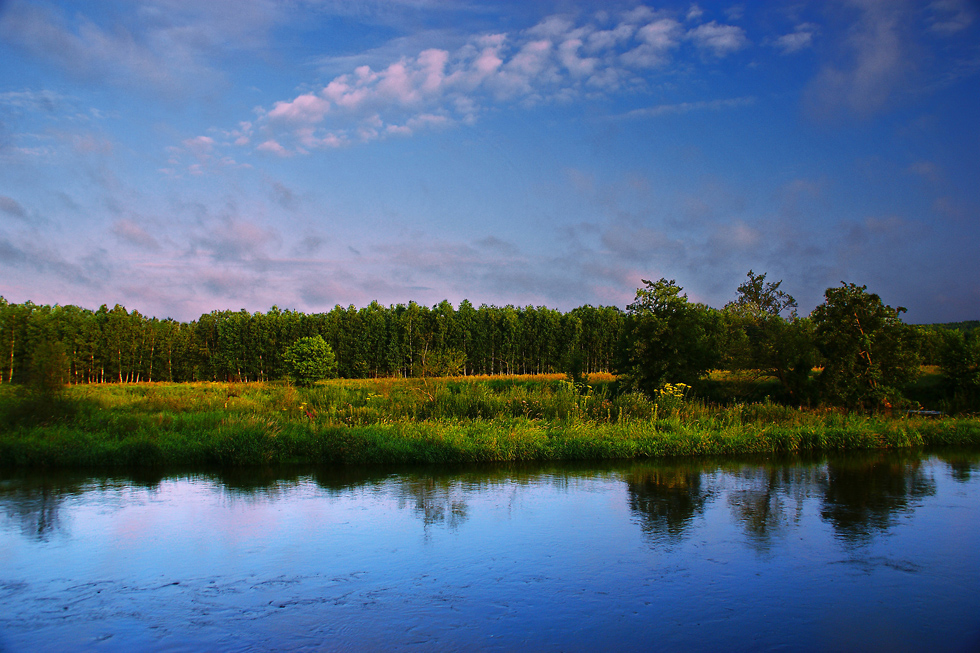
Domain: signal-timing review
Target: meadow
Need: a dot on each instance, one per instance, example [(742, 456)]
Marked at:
[(445, 420)]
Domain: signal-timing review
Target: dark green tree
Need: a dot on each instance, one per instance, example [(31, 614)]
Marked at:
[(760, 342), (666, 338), (868, 352), (959, 361), (308, 360)]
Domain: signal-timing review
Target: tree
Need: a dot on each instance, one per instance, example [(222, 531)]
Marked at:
[(762, 342), (959, 361), (308, 360), (666, 338), (868, 351), (760, 300)]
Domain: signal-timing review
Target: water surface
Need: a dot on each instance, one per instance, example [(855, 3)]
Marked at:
[(870, 550)]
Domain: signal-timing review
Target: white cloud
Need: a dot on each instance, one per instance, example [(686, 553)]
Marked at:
[(951, 16), (686, 107), (10, 206), (555, 60), (720, 40), (273, 147), (800, 39), (874, 68)]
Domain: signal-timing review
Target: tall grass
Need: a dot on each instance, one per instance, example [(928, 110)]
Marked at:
[(415, 420)]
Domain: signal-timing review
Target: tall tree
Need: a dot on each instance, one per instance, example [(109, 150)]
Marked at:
[(867, 349), (667, 339)]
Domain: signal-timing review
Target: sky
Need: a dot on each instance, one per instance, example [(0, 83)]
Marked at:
[(179, 157)]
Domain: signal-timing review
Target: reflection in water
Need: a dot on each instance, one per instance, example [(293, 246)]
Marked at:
[(865, 491), (666, 497), (962, 464), (767, 500), (507, 557), (35, 500)]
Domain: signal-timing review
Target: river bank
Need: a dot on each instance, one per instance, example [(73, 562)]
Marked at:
[(399, 421)]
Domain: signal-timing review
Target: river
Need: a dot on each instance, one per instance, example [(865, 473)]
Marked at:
[(869, 550)]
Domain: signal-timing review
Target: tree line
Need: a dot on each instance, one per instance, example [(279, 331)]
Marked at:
[(867, 354), (122, 346)]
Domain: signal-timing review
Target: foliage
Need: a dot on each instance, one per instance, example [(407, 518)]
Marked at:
[(309, 360), (389, 421), (118, 345), (868, 357), (959, 362), (667, 338), (759, 300)]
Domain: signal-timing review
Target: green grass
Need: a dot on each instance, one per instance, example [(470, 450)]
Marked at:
[(416, 421)]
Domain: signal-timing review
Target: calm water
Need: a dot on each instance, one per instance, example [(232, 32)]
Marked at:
[(868, 551)]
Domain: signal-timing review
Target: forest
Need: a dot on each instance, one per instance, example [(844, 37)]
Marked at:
[(866, 354)]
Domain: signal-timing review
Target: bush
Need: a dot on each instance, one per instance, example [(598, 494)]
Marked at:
[(308, 360)]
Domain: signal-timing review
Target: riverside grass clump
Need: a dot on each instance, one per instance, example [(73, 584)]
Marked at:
[(472, 419)]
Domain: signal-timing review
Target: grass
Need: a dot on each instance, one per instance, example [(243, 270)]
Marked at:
[(422, 421)]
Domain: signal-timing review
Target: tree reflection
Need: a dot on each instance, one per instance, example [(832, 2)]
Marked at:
[(769, 499), (666, 498), (864, 492), (36, 501), (962, 464), (435, 500)]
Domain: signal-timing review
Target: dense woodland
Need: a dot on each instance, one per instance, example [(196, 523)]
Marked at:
[(660, 338), (118, 345)]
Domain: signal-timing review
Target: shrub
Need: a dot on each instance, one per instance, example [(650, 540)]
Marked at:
[(308, 360)]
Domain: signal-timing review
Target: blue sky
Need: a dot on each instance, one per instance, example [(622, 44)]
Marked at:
[(178, 156)]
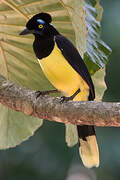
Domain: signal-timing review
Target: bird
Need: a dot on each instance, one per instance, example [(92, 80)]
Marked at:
[(65, 69)]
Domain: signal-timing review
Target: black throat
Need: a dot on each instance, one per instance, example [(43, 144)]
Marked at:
[(43, 45)]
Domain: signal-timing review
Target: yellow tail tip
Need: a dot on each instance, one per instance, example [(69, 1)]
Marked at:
[(89, 152)]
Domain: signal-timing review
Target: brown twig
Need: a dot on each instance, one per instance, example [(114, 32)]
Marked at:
[(50, 108)]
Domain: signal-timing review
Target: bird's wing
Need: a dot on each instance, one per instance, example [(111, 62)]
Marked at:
[(74, 59)]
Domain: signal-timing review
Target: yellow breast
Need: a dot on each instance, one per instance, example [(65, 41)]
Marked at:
[(60, 73)]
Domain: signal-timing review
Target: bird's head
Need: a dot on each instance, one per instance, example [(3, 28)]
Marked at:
[(39, 24)]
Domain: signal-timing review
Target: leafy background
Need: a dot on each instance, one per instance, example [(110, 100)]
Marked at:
[(44, 156)]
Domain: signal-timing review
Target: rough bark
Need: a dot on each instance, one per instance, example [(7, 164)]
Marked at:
[(50, 108)]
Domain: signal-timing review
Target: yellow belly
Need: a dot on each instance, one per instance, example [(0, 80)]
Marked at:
[(63, 77)]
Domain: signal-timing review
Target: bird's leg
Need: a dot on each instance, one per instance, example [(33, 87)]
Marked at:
[(64, 98), (39, 93)]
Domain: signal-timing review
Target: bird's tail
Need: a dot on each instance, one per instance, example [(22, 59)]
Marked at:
[(88, 147)]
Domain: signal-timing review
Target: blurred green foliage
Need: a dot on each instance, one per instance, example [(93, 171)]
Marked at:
[(45, 156)]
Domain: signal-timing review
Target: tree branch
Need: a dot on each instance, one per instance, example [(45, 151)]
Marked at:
[(50, 108)]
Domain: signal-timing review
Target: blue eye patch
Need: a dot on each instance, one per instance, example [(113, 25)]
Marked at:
[(41, 21)]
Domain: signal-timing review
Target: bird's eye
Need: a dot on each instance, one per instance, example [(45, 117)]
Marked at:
[(40, 26)]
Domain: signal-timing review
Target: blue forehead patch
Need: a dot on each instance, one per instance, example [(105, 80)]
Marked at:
[(40, 21)]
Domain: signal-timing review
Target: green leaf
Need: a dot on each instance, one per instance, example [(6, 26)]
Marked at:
[(97, 52), (18, 62), (15, 127)]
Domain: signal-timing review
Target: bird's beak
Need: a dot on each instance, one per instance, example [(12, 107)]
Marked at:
[(26, 31)]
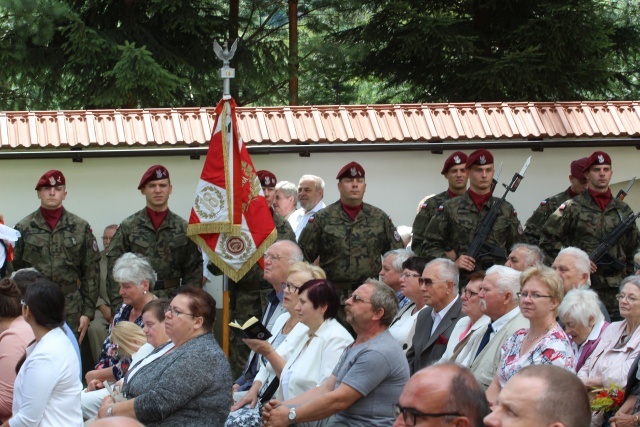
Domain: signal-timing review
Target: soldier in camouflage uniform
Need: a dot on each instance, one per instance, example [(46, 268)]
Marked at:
[(349, 236), (160, 235), (586, 220), (454, 226), (456, 173), (62, 247), (533, 227)]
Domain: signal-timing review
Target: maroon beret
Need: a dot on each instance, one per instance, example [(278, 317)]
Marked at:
[(53, 178), (267, 179), (351, 170), (597, 158), (456, 158), (480, 157), (154, 173), (577, 168)]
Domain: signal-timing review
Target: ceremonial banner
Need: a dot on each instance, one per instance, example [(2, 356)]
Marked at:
[(230, 219)]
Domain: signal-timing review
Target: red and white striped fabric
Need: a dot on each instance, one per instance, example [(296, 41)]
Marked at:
[(230, 218)]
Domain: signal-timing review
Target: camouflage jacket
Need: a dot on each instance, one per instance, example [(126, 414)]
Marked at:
[(579, 222), (533, 227), (349, 250), (427, 211), (173, 256), (457, 221), (68, 256)]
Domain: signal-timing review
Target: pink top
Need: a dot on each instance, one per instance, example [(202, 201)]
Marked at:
[(13, 343), (553, 349)]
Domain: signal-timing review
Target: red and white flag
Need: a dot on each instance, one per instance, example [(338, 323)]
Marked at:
[(230, 218)]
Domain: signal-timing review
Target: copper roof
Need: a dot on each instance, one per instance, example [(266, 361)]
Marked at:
[(332, 124)]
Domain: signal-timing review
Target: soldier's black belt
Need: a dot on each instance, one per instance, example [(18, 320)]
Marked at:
[(166, 284)]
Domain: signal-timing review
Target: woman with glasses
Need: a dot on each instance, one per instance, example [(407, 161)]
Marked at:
[(189, 385), (136, 278), (287, 333), (15, 336), (544, 342), (403, 325)]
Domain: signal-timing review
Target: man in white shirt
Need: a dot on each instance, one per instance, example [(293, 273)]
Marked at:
[(310, 194)]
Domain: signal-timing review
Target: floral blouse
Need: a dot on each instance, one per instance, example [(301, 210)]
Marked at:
[(109, 357), (553, 349)]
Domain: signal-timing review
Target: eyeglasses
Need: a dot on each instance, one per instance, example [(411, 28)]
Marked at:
[(358, 298), (290, 287), (534, 296), (425, 281), (175, 312), (467, 293), (274, 257), (632, 299), (410, 414)]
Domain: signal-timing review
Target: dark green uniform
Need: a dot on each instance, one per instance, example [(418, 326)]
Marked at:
[(175, 258), (533, 227), (427, 211), (349, 250), (456, 223), (68, 256), (580, 222)]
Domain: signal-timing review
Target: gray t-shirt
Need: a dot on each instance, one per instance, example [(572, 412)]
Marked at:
[(378, 370)]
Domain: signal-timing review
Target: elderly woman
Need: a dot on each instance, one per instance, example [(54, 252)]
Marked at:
[(136, 278), (583, 322), (15, 336), (275, 351), (403, 325), (189, 385), (544, 342), (47, 388)]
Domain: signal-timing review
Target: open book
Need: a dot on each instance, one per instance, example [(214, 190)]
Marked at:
[(252, 328)]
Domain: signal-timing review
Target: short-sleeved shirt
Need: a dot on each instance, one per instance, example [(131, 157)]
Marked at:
[(378, 370)]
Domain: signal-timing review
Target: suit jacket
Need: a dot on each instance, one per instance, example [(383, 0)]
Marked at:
[(427, 348), (484, 366)]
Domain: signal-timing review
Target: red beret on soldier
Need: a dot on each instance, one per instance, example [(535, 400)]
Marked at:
[(456, 158), (351, 170), (53, 178), (480, 157), (267, 179), (154, 173)]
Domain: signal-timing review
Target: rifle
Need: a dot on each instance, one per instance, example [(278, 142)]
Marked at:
[(601, 256), (479, 247)]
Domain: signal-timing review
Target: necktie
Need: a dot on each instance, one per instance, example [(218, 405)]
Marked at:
[(485, 339)]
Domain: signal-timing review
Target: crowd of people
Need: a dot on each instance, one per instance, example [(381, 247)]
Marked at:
[(368, 324)]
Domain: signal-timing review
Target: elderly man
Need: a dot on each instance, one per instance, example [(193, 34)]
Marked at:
[(498, 301), (457, 175), (572, 264), (523, 256), (392, 270), (286, 200), (541, 395), (367, 380), (586, 220), (277, 260), (310, 193), (578, 184), (439, 285), (445, 390)]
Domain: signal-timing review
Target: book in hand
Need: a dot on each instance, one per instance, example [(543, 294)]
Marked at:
[(253, 328)]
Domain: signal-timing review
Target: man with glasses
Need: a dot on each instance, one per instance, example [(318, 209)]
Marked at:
[(498, 301), (367, 380), (578, 185), (445, 394), (586, 220), (439, 285)]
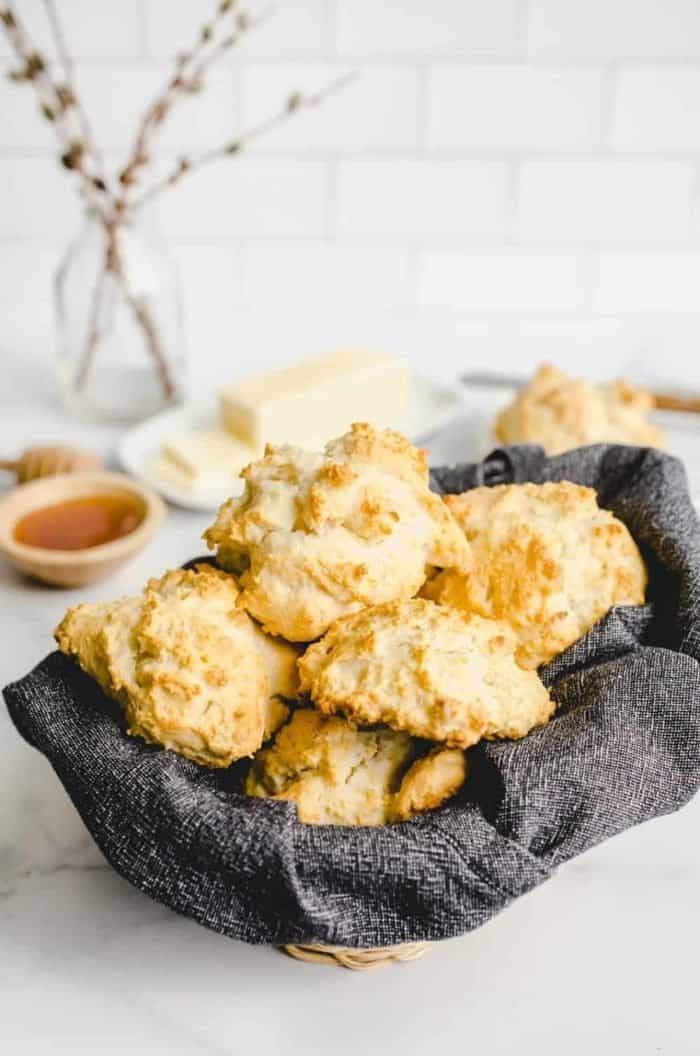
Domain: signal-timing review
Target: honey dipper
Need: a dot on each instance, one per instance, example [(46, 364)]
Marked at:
[(49, 460)]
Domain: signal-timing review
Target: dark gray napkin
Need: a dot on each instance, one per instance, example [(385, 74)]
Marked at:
[(623, 748)]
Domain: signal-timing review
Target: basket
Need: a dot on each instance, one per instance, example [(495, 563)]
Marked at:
[(357, 960), (623, 748)]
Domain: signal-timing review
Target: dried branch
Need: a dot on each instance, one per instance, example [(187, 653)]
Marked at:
[(60, 105), (68, 63), (296, 102), (186, 79), (57, 101)]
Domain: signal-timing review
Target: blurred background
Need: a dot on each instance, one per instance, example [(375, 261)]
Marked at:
[(507, 181)]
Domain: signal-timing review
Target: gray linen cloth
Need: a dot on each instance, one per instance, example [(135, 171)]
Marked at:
[(624, 747)]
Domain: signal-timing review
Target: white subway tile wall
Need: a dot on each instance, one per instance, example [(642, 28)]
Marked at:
[(504, 181)]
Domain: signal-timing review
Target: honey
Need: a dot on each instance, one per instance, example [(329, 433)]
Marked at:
[(78, 524)]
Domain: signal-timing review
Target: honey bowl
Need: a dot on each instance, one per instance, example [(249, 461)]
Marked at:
[(74, 528)]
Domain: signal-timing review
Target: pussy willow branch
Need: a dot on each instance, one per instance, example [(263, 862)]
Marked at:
[(296, 102), (61, 106), (56, 100), (186, 78), (69, 74)]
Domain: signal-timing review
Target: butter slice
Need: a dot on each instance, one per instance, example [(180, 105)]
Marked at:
[(204, 458), (309, 403)]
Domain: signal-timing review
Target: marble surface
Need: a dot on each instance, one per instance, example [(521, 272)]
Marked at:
[(601, 959)]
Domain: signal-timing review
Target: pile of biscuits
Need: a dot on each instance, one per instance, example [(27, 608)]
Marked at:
[(359, 632)]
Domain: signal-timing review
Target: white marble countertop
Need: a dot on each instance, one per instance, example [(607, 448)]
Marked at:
[(601, 959)]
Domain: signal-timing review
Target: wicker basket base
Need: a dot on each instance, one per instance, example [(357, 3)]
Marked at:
[(358, 960)]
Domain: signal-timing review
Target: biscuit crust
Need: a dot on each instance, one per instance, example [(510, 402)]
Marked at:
[(561, 413), (339, 775), (316, 536), (548, 562), (427, 670), (190, 668)]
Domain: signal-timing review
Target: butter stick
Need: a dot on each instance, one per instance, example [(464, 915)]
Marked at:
[(308, 403)]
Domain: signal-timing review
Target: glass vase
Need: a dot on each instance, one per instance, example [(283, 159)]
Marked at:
[(119, 322)]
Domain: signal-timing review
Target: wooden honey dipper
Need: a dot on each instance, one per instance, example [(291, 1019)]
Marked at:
[(49, 460)]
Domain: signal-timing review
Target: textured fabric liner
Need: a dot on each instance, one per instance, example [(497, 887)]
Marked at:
[(623, 747)]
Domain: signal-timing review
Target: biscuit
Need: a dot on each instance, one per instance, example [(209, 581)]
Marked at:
[(316, 536), (561, 413), (548, 562), (190, 668), (339, 775), (426, 670)]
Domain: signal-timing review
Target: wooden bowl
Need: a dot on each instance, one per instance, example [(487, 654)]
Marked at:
[(75, 568)]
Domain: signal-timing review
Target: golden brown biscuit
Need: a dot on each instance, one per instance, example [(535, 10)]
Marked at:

# # # #

Set problem ::
Copy out, word for word, the lines from the very first one through the line containing "557), (35, 500)]", including both ends. Leave the picture out of your answer.

Result ::
Domain: signal-timing review
Target: meadow
Need: a dot on each instance, one per instance, example [(742, 456)]
Marked at:
[(445, 420)]
Domain: signal-timing review
Target: dark green tree
Need: a dot on each instance, one per instance, example [(31, 614)]
Marked at:
[(760, 342), (666, 338), (868, 352), (959, 361), (308, 360)]
Domain: signal-timing review
Target: tree
Need: a dot on each instance, one per instance, example [(222, 531)]
Marked at:
[(762, 342), (959, 361), (308, 360), (666, 338), (868, 351), (760, 300)]
Domain: signal-timing review
Target: water surface
Need: a dot on each instance, one per instance, example [(855, 3)]
Marked at:
[(870, 550)]
Domain: signal-timing review
Target: white cloud
Need: a dot on each instance, one per instance, example [(686, 553)]
Marked at:
[(951, 16), (686, 107), (10, 206), (555, 60), (720, 40), (273, 147), (800, 39), (874, 68)]
Domain: signal-timing review
Target: tall grass
Need: a dot on each instance, one per instance, example [(928, 110)]
Marked at:
[(415, 420)]
Domain: signal-timing review
Target: tall tree
Need: a dot on each instance, one per instance, example [(109, 150)]
Marked at:
[(867, 349), (667, 339)]
Domain: signal-timing review
Target: sky
Need: a dot on each instance, one per instance, example [(0, 83)]
Marked at:
[(179, 157)]
Domain: signal-timing review
Target: reflection in water
Need: a dot on each instance, one per instance, example [(293, 246)]
Marked at:
[(865, 491), (666, 497), (962, 464), (767, 500), (507, 557), (35, 500)]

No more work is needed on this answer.